(Exercise goal): The exercise asks you to copy every line below in which "elephant" appears.

(Data records):
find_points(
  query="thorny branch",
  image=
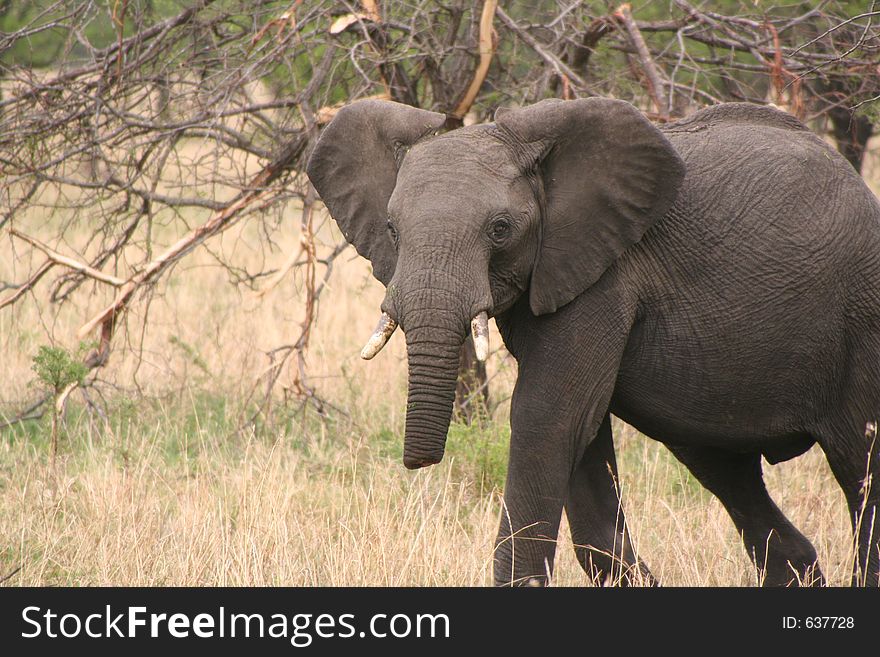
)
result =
(121, 125)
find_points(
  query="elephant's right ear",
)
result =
(354, 168)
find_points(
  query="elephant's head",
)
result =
(541, 201)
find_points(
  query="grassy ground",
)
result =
(169, 484)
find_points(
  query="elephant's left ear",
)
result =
(608, 175)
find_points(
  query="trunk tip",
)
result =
(416, 462)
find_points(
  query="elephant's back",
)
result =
(764, 196)
(748, 287)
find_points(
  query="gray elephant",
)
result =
(714, 282)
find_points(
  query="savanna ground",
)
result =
(171, 483)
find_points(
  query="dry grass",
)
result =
(165, 491)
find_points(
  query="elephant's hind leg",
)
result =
(781, 554)
(853, 452)
(598, 527)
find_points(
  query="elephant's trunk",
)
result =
(433, 354)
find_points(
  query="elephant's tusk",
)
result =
(380, 336)
(480, 330)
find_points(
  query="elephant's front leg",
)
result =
(555, 414)
(537, 478)
(598, 526)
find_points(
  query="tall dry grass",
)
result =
(167, 488)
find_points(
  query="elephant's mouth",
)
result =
(433, 354)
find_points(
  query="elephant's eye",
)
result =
(392, 232)
(499, 229)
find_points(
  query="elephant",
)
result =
(714, 282)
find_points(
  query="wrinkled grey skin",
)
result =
(714, 282)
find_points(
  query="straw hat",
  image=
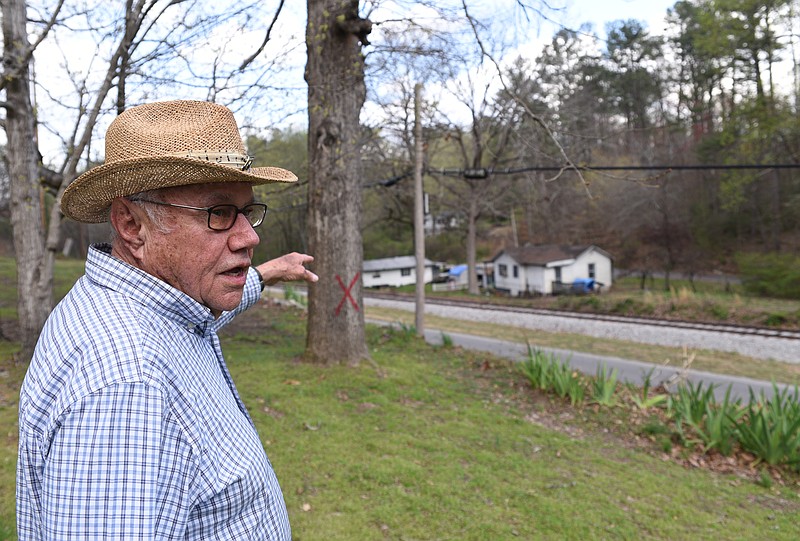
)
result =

(Solution for this problem):
  query="elephant's right ear",
  query="elephant's head",
  query="elephant's left ear",
  query="elephant's back",
  query="gray elephant",
  query="elephant's hind leg",
  query="elephant's trunk",
  query="elephant's tusk",
  query="elephant's front leg",
  query="elephant's mouth",
  query="elephant's eye",
  query="elephant",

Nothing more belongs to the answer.